## The task
Arrange the items from the line with "Would you mind pointing at the cat's paw" to the line with "column 341, row 372" as a Markdown table with the columns n and Line, numbering each row and leaving out blank lines.

Point-based annotation records:
_ _ _

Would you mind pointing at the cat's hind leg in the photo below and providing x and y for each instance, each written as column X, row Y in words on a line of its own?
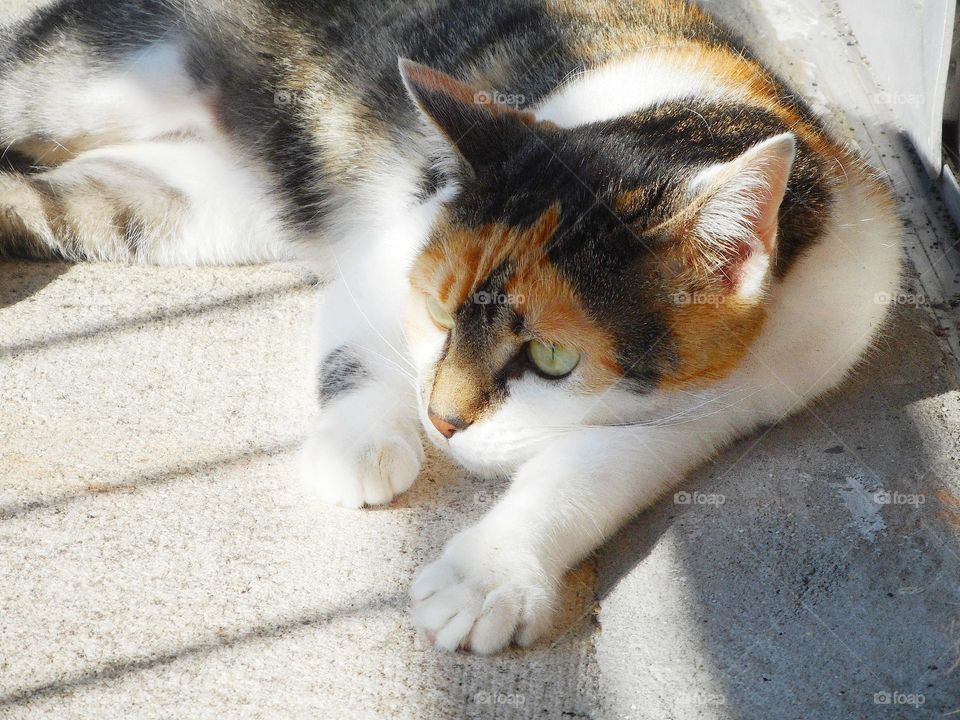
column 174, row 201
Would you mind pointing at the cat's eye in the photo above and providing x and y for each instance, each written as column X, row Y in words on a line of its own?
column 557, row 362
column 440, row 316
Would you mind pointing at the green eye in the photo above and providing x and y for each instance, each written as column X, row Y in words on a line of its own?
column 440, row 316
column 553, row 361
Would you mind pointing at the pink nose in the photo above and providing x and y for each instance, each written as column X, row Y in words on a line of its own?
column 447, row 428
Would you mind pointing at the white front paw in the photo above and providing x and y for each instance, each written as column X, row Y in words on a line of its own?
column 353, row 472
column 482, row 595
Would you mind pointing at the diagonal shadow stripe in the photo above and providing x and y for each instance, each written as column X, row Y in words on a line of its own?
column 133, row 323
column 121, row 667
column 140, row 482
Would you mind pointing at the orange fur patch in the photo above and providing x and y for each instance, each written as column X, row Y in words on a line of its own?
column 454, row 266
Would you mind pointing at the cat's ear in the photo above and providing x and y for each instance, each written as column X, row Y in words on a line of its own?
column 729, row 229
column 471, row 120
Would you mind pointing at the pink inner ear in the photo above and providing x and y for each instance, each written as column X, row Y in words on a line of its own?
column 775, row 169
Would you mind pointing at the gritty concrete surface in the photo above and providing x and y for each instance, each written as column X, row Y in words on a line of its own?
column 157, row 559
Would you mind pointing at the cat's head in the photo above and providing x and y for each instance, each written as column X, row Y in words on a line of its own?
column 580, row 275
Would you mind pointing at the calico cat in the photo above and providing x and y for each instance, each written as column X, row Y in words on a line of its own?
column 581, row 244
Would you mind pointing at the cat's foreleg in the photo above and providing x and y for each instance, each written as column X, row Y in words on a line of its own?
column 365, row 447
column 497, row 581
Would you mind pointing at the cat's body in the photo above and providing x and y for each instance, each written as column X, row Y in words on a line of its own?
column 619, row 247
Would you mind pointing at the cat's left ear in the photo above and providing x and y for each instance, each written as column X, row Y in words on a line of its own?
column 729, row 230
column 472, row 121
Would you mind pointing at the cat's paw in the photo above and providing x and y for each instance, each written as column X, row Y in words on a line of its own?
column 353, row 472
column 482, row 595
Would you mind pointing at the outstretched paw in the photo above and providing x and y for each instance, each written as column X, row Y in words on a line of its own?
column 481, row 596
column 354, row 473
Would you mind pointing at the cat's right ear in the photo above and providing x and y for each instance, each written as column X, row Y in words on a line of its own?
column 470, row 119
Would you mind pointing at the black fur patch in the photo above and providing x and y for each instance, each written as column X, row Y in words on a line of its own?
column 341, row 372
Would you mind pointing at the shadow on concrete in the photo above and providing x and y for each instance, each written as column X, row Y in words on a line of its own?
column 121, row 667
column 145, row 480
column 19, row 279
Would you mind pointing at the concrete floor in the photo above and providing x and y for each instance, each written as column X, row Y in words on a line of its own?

_ _ _

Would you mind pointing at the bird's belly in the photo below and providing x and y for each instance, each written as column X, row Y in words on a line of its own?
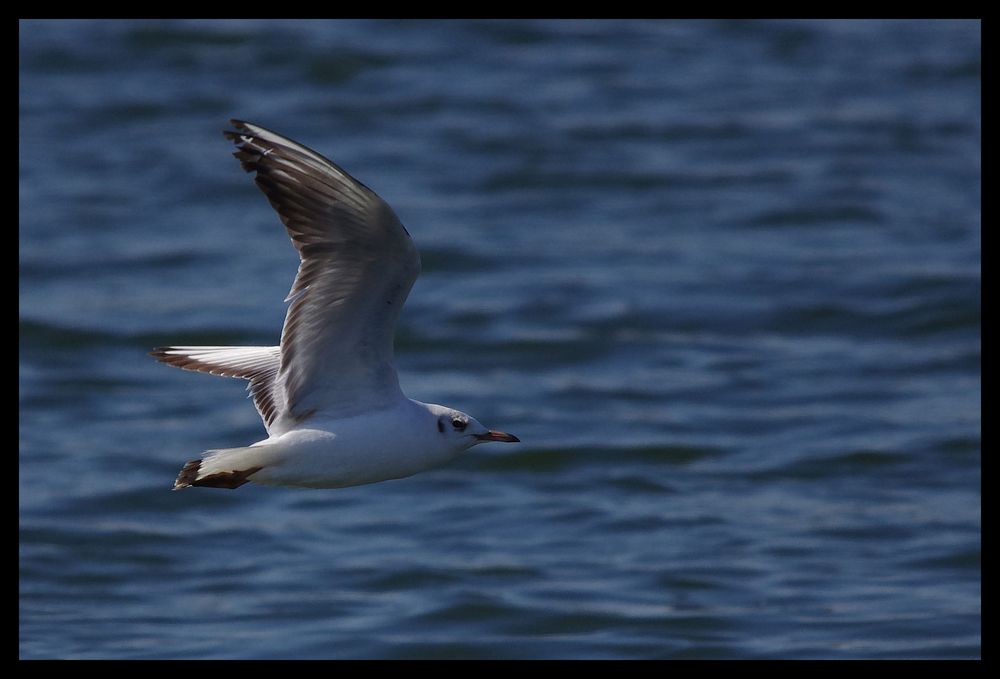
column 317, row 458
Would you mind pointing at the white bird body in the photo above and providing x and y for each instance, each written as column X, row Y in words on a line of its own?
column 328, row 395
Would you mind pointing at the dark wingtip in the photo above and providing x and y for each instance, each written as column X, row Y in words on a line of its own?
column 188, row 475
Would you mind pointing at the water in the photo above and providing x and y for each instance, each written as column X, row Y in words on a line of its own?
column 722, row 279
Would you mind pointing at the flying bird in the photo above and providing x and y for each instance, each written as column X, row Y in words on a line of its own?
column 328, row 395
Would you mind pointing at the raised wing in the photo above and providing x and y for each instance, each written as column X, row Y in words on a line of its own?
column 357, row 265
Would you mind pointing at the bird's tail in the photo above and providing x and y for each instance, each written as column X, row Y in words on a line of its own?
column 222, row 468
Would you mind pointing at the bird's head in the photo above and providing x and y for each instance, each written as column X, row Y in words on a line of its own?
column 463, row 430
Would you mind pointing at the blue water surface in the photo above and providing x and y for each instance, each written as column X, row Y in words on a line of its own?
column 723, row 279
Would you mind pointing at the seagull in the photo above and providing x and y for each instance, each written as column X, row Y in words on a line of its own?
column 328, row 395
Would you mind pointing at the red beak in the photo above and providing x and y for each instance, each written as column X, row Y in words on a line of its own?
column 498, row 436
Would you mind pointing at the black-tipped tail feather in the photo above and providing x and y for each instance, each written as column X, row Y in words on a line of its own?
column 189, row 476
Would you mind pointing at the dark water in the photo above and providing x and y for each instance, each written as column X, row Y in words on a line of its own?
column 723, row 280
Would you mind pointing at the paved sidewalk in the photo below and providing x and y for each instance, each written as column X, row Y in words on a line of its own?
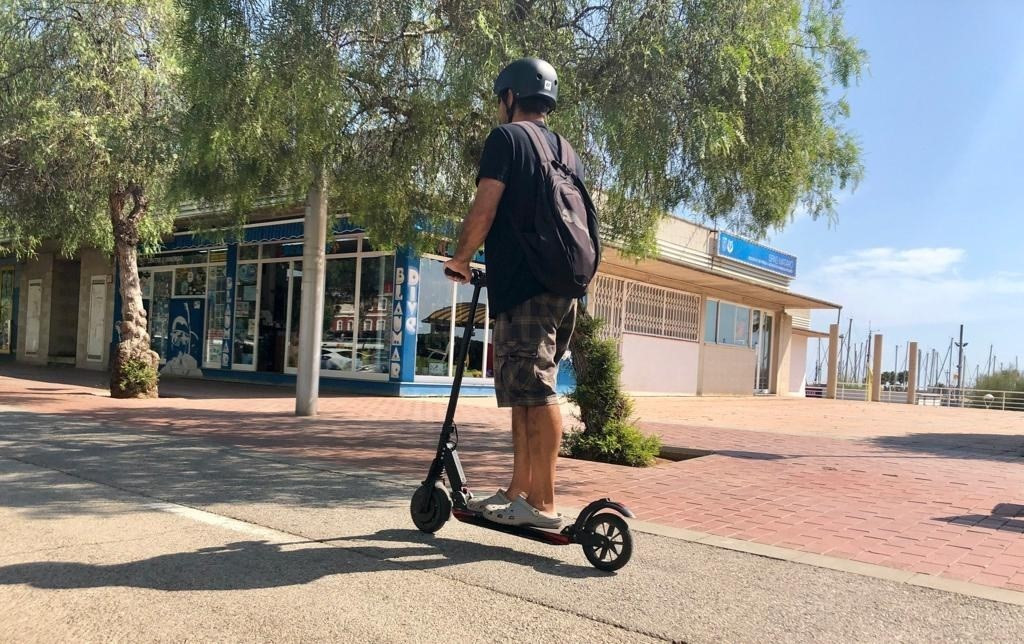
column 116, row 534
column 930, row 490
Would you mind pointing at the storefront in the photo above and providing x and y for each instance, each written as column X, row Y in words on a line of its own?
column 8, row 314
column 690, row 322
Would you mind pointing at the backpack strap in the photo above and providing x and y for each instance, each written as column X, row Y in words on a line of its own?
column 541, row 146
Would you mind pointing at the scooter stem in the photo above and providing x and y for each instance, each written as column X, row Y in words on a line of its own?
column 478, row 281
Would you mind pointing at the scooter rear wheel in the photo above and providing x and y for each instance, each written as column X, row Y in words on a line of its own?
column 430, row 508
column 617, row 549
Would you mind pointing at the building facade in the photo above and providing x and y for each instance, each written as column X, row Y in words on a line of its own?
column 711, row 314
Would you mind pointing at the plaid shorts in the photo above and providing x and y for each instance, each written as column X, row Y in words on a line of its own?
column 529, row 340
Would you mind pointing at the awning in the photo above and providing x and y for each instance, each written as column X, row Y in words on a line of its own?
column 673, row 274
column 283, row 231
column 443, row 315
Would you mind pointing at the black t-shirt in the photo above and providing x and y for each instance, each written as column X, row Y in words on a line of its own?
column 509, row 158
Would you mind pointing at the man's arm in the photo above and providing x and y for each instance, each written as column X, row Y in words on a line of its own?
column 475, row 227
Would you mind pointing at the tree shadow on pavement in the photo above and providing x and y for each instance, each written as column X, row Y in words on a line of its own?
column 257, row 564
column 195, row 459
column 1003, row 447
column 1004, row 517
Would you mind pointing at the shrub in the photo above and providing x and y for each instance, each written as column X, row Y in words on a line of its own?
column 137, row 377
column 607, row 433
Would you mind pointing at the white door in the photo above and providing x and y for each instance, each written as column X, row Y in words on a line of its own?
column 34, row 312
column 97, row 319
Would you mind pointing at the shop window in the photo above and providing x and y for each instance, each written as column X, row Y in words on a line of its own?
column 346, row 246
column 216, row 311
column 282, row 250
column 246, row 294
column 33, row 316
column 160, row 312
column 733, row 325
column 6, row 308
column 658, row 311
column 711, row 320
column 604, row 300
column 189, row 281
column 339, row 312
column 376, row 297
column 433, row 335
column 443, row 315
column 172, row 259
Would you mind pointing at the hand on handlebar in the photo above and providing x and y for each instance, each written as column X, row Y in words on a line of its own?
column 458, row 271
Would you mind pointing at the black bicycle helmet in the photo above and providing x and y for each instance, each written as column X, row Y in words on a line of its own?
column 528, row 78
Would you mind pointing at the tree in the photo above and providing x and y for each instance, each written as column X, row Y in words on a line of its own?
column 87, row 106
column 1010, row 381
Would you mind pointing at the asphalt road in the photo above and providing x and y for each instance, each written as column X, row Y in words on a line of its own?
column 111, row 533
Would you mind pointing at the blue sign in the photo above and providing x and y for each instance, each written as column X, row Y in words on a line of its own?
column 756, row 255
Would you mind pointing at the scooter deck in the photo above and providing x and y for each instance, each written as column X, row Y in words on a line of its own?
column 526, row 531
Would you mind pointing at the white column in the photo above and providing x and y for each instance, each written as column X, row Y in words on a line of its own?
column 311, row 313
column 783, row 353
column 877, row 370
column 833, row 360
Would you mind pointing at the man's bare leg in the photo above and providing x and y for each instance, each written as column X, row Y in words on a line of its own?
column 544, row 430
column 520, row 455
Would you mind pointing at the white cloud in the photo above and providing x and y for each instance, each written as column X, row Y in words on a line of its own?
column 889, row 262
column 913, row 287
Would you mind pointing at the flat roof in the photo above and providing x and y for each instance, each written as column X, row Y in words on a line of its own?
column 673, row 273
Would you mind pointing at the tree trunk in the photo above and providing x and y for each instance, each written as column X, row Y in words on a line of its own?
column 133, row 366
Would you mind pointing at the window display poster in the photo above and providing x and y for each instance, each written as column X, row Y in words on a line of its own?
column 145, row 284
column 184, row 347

_ _ _

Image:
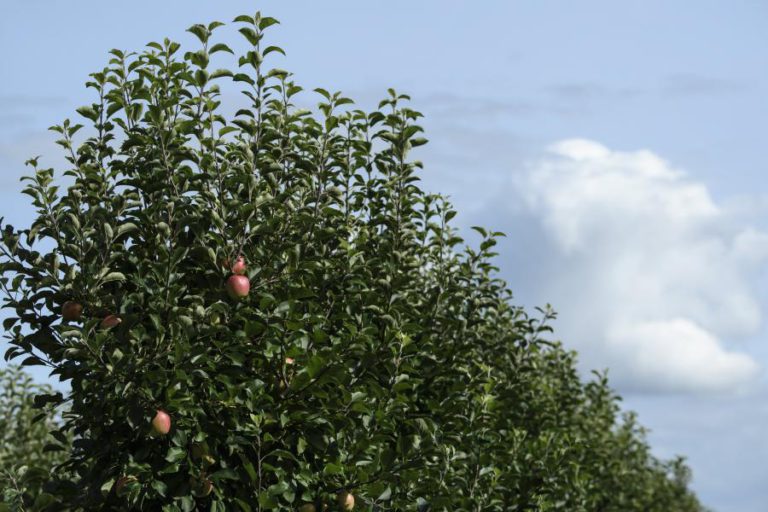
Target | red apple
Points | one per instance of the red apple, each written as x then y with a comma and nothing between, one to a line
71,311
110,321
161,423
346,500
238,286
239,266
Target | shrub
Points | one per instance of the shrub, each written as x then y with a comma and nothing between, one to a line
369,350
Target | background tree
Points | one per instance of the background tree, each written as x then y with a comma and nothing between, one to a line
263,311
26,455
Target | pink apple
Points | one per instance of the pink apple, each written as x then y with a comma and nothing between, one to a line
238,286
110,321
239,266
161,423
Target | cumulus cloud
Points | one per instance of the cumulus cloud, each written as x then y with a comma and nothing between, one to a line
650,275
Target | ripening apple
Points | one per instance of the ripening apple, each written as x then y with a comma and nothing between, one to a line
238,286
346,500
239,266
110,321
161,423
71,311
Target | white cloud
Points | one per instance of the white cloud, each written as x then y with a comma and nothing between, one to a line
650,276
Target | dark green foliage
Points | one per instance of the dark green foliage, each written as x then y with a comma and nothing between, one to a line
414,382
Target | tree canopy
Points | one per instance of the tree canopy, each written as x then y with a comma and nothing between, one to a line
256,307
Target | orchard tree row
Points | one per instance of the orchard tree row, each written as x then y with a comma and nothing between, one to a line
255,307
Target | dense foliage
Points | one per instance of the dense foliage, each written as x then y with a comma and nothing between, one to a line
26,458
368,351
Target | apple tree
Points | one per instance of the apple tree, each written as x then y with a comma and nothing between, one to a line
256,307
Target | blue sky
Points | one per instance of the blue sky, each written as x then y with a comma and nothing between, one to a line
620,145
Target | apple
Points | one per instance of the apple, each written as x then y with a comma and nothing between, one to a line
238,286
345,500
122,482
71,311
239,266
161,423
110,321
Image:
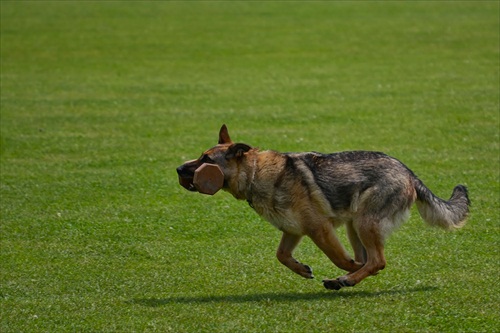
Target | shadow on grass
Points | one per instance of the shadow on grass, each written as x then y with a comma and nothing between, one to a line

_ _ _

## Written solution
| n | Line |
|---|---|
| 1 | Would you mind pointing at the cat's paw in the photo above and providing x and y for each instance, each written as column X, row Y in words on a line of its own? |
| 2 | column 353, row 472 |
| 3 | column 482, row 595 |
| 4 | Would you mind pointing at the outstretched paw in the photo above and providing x and y for each instance, each written as column X, row Y in words on a line of its own? |
| 5 | column 481, row 596 |
| 6 | column 354, row 473 |
| 7 | Would you mind pointing at the cat's right ear in the photo above and providing x and y for each instance, each written as column X, row Y in words on a line of its own? |
| 8 | column 470, row 119 |
| 9 | Would you mind pointing at the black fur patch in the photo above and providing x and y for each instance, each written as column X, row Y in words on a line of its own? |
| 10 | column 341, row 372 |